» Énoncé du problème:
Rédigez la suite du discours du pape François à la délégation du patriarcat œcuménique, en commençant juste après sa dernière phrase.

Les métropolites Emmanuel de Chalcédoine et le diacre Oikoumenois Amanatidis composaient la délégation du patriarcat œcuménique venue à Rome à l’occasion de la fête des saints patrons Pierre et Paul apôtres. En les recevant en audience le vendredi 28 juin, dans la bibliothèque privée du Palais apostolique, le Pape François a prononcé le discours suivant:
Eminence, chers frères dans le Christ, bonjour et bienvenue!
Je vous remercie sincèrement pour votre présence. Je suis reconnaissant à mon bien-aimé frère Sa Sainteté Bartholomée et au Saint-Synode du patriarcat œcuménique d’avoir voulu envoyer cette année encore une délégation pour participer avec nous à la fête des saints patrons de l’Eglise de Rome, les apôtres Pierre et Paul, qui ont témoigné de leur foi en Jésus Christ jusqu’au martyre dans cette ville. Votre venue à cette occasion, ainsi que l’envoi au Phanar de ma délégation à l’occasion de la fête de l’apôtre André, frère de Pierre, offrent l’opportunité d’expérimenter la joie de la rencontre fraternelle et témoignent des liens profonds qui unissent les Eglises sœurs de Rome et de Constantinople, avec la ferme décision d’avancer ensemble vers le rétablissement de l’unité vers laquelle seul l’Esprit Saint peut nous guider, celle de la communion dans la diversité légitime.

» Section des données:
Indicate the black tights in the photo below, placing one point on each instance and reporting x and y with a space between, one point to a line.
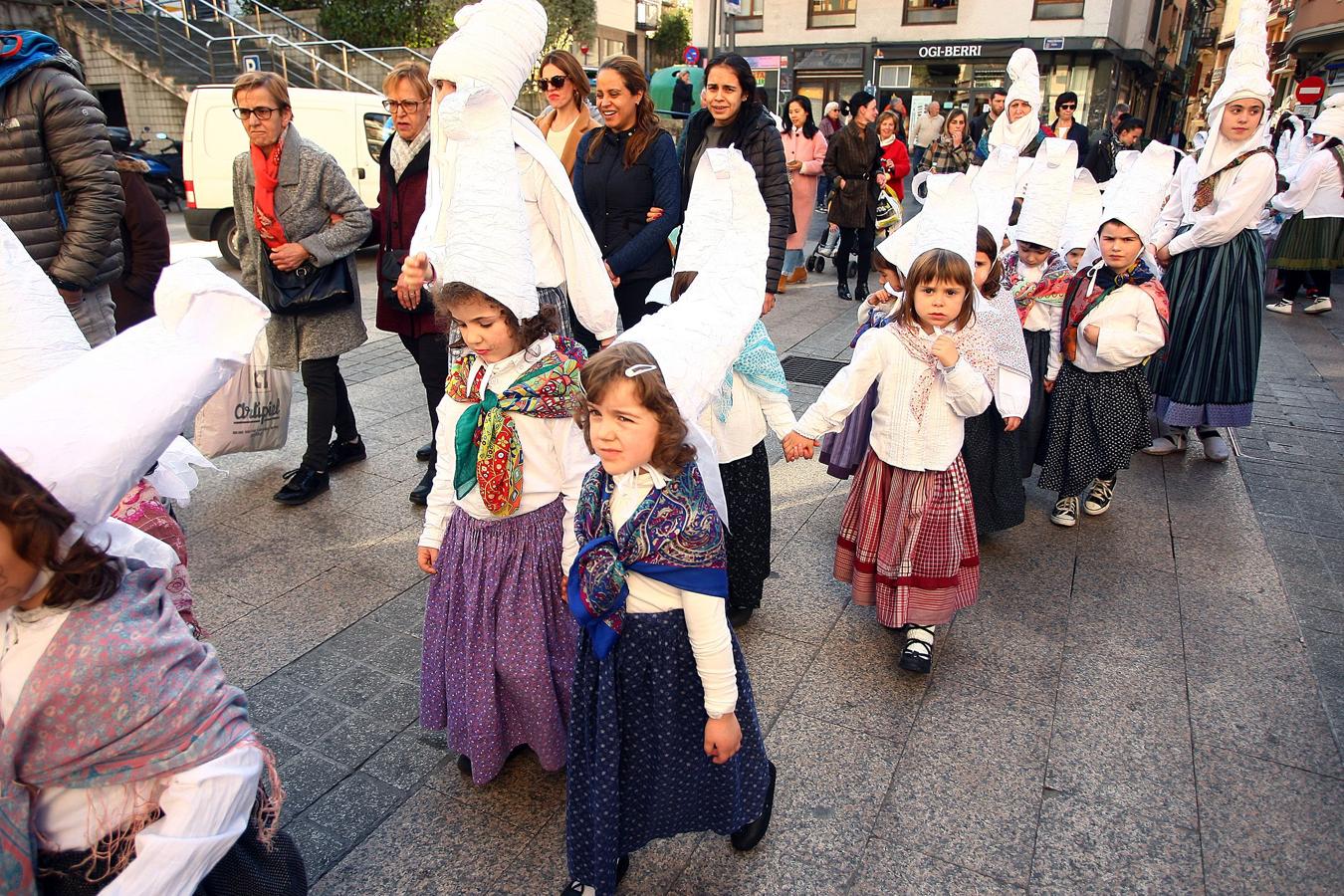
430 353
329 407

» Le résultat:
Ce chemin de rapprochement et de pacification a reçu une nouvelle impulsion avec la rencontre entre le saint Pape Paul vi et le saint patriarche œcuménique Athénagoras, qui s’est tenue il y a soixante ans à Jérusalem. Après des siècles d’éloignement mutuel, cette rencontre a été un signe de grande espérance, qui ne cesse d’inspirer les cœurs et les esprits de nombreux hommes et femmes qui aspirent aujourd’hui à atteindre, avec l’aide de Dieu, le jour où nous pourrons participer ensemble au banquet eucharistique. Il y a dix ans, en mai 2014, le patriarche œcuménique Sa Sainteté Bartholomée et moi-même nous sommes rendus en pèlerinage à Jérusalem pour commémorer le 50e anniversaire de cet événement historique. Précisément là, où notre Seigneur Jésus Christ est mort, ressuscité et monté au ciel, et où l’Esprit Saint a été répandu pour la première fois sur les disciples, nous avons réaffirmé notre engagement à continuer à marcher ensemble vers l’unité pour laquelle le Christ Seigneur a prié le Père, «afin que tous soient un» (Jn 17, 21). Je garde un souvenir vif et reconnaissant de ce pèlerinage commun avec Sa Sainteté Bartholomée, et je rends grâce à Dieu le Père miséricordieux pour l’amitié fraternelle qui s’est développée entre nous au cours de ces années. Elle s’est nourrie dans de nombreuses rencontres, dans de nombreuses occasions de collaboration concrète entre l’Eglise catholique et l’Eglise orthodoxe sur des questions d’une grande importance pour les Eglises et pour le monde, comme la sauvegarde de la création, la défense de la dignité humaine, la paix.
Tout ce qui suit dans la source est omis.